+++ Estratto della pagina +++
TESTIMONIANZA
Entendarte
Il grande lavoro di Nicola
Testimonianza di Novembre 2024 – La testimonianza di Nicola che, a Maputo, ha lavorando instancabilmente con Soares e Omar per migliorare le attività del progetto Entendarte con i bambini e ragazzi
“La fase finale si contraddistinguerà attraverso una percezione indiscutibilmente personale del tempo, si avrà la necessità di trattenerlo quanto più possibile, in modo tale che possa scorrere con fatica, che quell’ultimo saluto possa tardare ad arrivare. Quella terra di colore rosso e tutto quel movimento appariranno come indispensabili. La consapevolezza che da lì a poco tutto quello andrà svanendo, sarà l’unica nota dissonante di una sinfonia irripetibile.
L’attività svolta a Maputo ha superato sicuramente ogni tipo di aspettativa. C’è stato da lavorare, e non poco, ma non c’è stato giorno in cui io mi si sia sentito stanco. Sarà il condizionamento implicito trasmesso da una cultura che è sempre in movimento, da persone che non possono stare ferme perché nulla è regalato, o l’effetto di chi porta ancora gli strascichi del passato nella propria memoria; che rende ogni passo simbolo di libertà, di una libertà conquistata.
Il tempo di riaprire gli occhi ed erano passate circa quattordici ore, ero in un luogo tanto diverso nell’apparenza, ma tanto simile nel profondo. In superficie tutto ciò che mi circondava era differente, le strade in terra battuta, le case con i tetti in lamiera, il comportamento delle persone, lo sguardo con cui venivo accolto. Non c’è stato giorno in cui non mi sia sentito parte di una comunità, nonostante io credessi di non farne davvero parte. Ho sempre percepito di essere componente di quell’ambiente e l’aspetto più bello è che mai nessuno mi ha messo in condizione di ricredermi.
+++ Voci del dataset +++
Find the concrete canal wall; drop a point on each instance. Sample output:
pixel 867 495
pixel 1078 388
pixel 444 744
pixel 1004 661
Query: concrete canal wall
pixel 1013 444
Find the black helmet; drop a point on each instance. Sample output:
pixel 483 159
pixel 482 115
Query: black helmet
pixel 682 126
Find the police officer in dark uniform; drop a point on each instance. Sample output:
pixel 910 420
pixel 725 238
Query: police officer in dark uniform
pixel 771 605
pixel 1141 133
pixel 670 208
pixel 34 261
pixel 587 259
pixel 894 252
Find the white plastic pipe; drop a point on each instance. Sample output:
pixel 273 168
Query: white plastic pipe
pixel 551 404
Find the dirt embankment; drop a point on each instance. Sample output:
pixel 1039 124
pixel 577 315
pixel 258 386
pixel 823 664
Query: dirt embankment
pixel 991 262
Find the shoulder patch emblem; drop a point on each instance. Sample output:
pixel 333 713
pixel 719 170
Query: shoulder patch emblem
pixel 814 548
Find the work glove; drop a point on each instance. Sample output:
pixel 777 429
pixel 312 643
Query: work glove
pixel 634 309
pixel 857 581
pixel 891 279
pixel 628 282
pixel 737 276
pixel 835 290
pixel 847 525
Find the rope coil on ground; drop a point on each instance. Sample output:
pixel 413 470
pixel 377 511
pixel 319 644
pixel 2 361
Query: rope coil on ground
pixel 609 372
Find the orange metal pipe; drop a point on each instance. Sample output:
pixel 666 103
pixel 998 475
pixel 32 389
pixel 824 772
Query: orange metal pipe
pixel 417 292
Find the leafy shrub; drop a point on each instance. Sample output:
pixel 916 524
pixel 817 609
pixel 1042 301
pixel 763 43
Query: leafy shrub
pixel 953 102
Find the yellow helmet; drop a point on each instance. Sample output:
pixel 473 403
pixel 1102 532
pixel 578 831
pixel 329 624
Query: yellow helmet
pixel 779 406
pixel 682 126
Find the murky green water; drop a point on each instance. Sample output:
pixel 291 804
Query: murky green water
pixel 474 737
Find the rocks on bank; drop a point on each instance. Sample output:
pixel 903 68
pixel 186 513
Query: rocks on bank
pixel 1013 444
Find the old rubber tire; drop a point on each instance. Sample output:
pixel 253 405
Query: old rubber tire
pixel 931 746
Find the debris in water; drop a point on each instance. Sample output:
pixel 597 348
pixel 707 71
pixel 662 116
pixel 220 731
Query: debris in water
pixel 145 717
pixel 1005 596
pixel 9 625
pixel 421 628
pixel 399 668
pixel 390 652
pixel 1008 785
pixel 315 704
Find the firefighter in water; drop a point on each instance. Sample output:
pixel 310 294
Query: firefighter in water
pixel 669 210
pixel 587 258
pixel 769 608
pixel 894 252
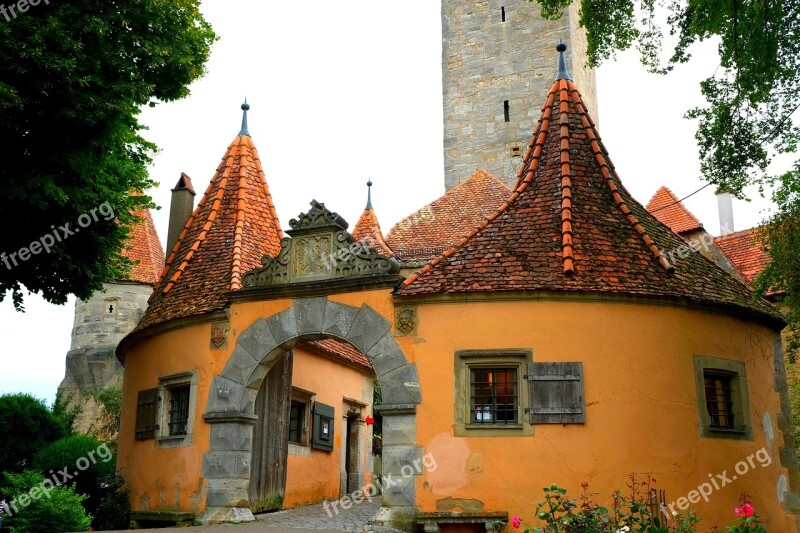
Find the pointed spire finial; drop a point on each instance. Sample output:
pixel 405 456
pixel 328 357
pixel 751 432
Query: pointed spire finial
+++
+++ Voci del dataset +++
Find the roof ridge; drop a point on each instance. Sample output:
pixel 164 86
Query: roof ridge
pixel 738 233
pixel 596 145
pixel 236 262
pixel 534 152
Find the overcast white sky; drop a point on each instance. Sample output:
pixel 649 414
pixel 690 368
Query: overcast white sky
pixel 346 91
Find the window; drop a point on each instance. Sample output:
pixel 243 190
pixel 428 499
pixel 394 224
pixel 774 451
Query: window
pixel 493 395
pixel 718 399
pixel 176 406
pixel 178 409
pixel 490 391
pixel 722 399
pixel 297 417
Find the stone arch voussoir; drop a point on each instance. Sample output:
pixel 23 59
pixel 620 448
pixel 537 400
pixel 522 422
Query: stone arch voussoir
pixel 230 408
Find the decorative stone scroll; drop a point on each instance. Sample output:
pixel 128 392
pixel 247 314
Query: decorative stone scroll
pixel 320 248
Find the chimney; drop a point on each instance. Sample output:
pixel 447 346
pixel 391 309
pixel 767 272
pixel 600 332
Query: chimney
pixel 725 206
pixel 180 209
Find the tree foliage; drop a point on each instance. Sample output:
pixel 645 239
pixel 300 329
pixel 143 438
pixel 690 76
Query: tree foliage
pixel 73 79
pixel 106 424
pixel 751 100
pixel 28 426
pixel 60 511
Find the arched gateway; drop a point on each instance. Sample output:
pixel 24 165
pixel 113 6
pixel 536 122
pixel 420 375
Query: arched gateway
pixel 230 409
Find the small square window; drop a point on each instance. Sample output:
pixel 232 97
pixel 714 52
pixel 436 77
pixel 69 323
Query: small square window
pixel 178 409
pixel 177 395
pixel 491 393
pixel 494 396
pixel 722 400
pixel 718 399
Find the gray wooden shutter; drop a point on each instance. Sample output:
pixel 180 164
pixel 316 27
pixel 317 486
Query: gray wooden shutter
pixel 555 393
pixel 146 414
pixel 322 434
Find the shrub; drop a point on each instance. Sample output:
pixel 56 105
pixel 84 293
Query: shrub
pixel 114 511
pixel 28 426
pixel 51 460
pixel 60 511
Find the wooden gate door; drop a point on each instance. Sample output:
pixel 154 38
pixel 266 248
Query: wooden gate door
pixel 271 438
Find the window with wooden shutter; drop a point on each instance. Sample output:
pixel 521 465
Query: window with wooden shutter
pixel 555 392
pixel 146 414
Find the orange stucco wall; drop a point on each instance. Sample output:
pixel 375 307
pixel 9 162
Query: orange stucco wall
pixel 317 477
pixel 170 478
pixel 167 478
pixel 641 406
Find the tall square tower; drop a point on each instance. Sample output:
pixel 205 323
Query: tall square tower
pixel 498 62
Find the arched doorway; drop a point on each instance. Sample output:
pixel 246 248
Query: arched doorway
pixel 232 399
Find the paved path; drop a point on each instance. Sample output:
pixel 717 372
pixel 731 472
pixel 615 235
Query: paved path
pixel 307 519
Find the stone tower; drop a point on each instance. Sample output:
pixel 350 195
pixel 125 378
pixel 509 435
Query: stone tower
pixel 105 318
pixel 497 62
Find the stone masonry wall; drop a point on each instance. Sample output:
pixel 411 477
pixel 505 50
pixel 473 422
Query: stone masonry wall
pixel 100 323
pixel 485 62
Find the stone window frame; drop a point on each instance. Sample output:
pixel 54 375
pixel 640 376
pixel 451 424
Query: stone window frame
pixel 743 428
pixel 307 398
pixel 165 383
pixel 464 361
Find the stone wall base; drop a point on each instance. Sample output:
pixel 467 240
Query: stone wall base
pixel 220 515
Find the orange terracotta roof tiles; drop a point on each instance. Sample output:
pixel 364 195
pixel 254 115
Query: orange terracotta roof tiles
+++
+++ Voci del dataset +++
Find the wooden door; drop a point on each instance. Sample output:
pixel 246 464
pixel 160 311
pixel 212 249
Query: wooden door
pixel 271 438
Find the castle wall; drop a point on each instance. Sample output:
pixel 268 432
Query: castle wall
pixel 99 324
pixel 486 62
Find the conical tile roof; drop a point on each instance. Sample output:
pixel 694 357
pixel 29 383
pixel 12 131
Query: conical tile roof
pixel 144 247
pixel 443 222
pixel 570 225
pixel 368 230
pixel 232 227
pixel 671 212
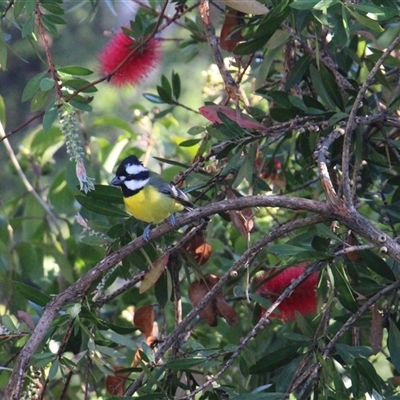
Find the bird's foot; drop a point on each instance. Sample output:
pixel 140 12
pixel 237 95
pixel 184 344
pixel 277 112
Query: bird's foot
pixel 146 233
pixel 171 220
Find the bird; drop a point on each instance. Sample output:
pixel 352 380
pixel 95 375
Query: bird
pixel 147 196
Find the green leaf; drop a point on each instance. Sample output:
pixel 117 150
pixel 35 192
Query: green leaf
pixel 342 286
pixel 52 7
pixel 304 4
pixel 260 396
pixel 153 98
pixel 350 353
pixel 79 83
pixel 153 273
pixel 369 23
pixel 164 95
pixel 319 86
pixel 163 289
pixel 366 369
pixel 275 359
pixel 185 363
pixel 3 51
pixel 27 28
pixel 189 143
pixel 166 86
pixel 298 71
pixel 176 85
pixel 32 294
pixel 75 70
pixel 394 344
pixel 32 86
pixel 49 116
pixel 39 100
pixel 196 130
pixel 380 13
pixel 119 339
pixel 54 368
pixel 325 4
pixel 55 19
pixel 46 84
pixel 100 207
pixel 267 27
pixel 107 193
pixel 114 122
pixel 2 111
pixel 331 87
+++
» **Cosa farai**
**A)** Rispondi in breve a queste domande sulla testimonianza.
(i) In quale città ha lavorato Nicola?
(ii) Di che colore è la terra di cui parla il testo?
(iii) Quante ore erano passate, più o meno, al momento di riaprire gli occhi?
**B)** Ricopia dalla testimonianza il passo tra "L’attività svolta a" e "una libertà conquistata.", estremi inclusi.

» **Le risposte**
**A)**
(i) A Maputo.
(ii) Rosso.
(iii) Circa quattordici.

**B)**
L’attività svolta a Maputo ha superato sicuramente ogni tipo di aspettativa. C’è stato da lavorare, e non poco, ma non c’è stato giorno in cui io mi si sia sentito stanco. Sarà il condizionamento implicito trasmesso da una cultura che è sempre in movimento, da persone che non possono stare ferme perché nulla è regalato, o l’effetto di chi porta ancora gli strascichi del passato nella propria memoria; che rende ogni passo simbolo di libertà, di una libertà conquistata.